(Saved entries)
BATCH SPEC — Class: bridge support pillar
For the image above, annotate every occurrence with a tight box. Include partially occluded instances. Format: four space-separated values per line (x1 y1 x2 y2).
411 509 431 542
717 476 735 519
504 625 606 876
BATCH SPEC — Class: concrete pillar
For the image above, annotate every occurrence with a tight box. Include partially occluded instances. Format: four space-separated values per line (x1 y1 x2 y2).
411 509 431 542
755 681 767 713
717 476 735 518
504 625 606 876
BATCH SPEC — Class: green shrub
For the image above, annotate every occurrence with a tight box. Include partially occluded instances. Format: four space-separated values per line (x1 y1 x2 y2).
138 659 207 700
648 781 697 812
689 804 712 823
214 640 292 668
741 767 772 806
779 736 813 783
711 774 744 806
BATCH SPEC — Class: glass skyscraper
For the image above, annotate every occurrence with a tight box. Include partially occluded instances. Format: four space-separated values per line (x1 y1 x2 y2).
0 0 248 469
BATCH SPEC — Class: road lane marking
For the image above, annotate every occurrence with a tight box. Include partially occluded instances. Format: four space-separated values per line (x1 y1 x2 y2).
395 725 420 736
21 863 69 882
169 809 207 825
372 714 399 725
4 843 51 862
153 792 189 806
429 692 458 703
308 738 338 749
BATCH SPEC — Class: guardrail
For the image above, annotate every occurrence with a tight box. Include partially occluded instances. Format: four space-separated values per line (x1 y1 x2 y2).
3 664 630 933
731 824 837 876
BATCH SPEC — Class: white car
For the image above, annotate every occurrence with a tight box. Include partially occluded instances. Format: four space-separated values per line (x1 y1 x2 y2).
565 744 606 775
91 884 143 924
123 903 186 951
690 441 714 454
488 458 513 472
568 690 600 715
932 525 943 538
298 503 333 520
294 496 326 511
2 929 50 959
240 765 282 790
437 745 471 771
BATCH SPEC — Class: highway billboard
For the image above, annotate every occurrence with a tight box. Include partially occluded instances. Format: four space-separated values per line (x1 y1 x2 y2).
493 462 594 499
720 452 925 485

Task goal: Look through the data above. Copy every line with the string "BATCH" in it.

Response to the exercise:
BATCH SPEC — Class: bridge support pillar
BATCH SPEC — Class: concrete pillar
BATCH SPEC — Class: green shrub
BATCH SPEC — Class: glass skyscraper
BATCH SPEC — Class: road lane marking
BATCH SPEC — Class: guardrail
BATCH SPEC — Class: white car
BATCH SPEC — Class: highway billboard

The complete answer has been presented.